By JEB BURNSIDE.
There are three basic types of people you meet in the typical FBO’s pilot lounge.
If you’ve read many of my columns for General Aviation News, it will not surprise you to learn I like hanging around FBOs and pilot lounges.
My enjoyment of this pastime stems from working as a lineboy at my local airport one summer and from, well, hanging around FBOs.
Each facility is different, of course, but there are certain similarities and “features” we’ve all come to expect at an FBO.
A coffee pot is one, as is a seating area populated with magazines and other reading material, plus an area devoted to vending machines and food.
Standard fare often includes candy bars and peanut butter-filled cheese-flavored crackers, plus some way to dispense soft drinks. If you’re living right, the crackers have a sell-by date younger than your airplane, and the soda machine isn’t out of your favorite flavor.
There’s also some kind of flight-planning room, perhaps with a large VFR planning chart covering one wall.
If the FBO has been around for a while and primarily caters to flight training and the lighter end of general aviation, the chart will have a long string nailed into it at the airport’s location, often running to a pulley in the ceiling and terminated by a lead fishing weight hanging down to the floor from the pulley. That’s used to give pilots a rough magnetic course and distance to their next destination. (Pro tip: Don’t just let go of the string when you’re finished with it; gently ease it back to its resting state.)
But the sanctum sanctorum at any FBO is the pilot’s lounge. Ideally, it’s a separate room down the hall, near the water fountain and the bathrooms. It has a television tuned to the Weather Channel, a couple of worn recliners and a couch. There’s a sign on the door saying something like “Pilots Only.”
This room is the heart and soul of the FBO. It’s the real reason the FBO exists, which is not to pump fuel, as many believe.
It’s where all who enter are more or less equal, at least at first. It also is where you get to meet interesting people. From flight instructors, student pilots, corporate crews and transients, there’s always someone new and different in the lounge. Everyone has a tale to tell and a lesson to share.
Based on decades of in-depth study and detailed observation, I’ve concluded there are three basic types of pilots who populate the pilot’s lounge.
The Student
It’s usually easy to tell the student pilot from others in the lounge. For one, his or her entry is tentative, as if the student is acutely aware the certificate in their pocket isn’t what everyone else has. They’re not even sure they’re supposed to be in this hallowed room, but no one is telling them to leave.
The student can be hard to identify at first. Close inspection, however, reveals a nearly new, unscuffed flight bag with fresh charts, a plotter and an E6-B flight computer, and a high-end headset, also nearly new.

The student typically finds a quiet seat in the corner and pulls out a FAR/AIM copy, an airplane flight manual/pilot’s operating handbook, or a chart, and begins to study. Occasionally he or she will look up and glance around the room, to see if anyone is eyeing them suspiciously and about to ask them to leave. No one does, since they have every right to be there, too.
We’ve all been this person at one time or another.

**Exercise material:**
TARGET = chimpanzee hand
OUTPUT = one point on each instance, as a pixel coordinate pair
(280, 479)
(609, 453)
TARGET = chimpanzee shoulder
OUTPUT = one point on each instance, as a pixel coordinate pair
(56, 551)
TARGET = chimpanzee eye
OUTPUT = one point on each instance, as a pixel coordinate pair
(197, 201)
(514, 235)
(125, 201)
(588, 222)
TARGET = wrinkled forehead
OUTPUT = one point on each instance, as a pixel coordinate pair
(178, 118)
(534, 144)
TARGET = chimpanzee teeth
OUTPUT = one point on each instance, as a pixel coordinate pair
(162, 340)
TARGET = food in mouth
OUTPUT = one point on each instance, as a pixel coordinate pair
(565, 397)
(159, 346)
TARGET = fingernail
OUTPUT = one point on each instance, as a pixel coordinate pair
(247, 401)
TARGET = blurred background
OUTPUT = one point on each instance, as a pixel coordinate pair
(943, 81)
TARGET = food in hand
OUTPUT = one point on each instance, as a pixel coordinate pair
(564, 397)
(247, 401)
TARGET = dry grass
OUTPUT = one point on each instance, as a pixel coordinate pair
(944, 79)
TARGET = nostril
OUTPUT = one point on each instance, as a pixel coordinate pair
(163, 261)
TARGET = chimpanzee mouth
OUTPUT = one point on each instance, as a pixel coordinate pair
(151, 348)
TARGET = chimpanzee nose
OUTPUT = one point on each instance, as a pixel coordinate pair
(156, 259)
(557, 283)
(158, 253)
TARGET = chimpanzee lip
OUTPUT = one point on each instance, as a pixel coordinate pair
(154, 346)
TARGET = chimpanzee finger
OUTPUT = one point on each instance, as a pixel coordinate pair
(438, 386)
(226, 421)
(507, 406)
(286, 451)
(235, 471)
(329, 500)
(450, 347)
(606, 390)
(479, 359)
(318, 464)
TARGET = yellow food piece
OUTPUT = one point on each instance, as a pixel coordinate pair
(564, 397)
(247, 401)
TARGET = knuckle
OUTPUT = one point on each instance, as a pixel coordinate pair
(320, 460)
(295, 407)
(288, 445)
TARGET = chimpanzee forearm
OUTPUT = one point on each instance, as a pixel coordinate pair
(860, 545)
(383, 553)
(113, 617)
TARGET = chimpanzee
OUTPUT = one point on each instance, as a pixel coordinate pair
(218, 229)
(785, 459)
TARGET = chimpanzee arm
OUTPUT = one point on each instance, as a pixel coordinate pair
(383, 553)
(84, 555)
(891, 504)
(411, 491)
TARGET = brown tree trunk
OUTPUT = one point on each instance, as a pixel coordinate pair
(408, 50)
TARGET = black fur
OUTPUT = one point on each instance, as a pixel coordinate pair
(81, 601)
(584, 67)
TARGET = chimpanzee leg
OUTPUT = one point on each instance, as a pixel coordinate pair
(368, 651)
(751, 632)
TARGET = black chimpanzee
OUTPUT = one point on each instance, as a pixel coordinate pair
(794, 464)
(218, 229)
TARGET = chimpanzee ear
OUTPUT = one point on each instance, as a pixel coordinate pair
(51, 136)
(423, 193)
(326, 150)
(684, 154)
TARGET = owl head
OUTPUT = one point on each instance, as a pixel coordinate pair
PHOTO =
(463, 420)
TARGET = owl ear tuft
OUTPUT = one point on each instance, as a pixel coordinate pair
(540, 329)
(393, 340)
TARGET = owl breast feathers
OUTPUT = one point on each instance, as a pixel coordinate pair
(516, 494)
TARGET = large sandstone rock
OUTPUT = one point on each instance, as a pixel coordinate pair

**Exercises to complete:**
a) From the column on FBO pilot lounges, list every kind of person that the column says you can meet in the lounge.
b) Locate each line of the records that contains the string "food", and copy those lines out in full.

**Results of the tasks:**
a) Flight instructors, student pilots, corporate crews, transients

b)
TARGET = food in mouth
TARGET = food in hand
TARGET = yellow food piece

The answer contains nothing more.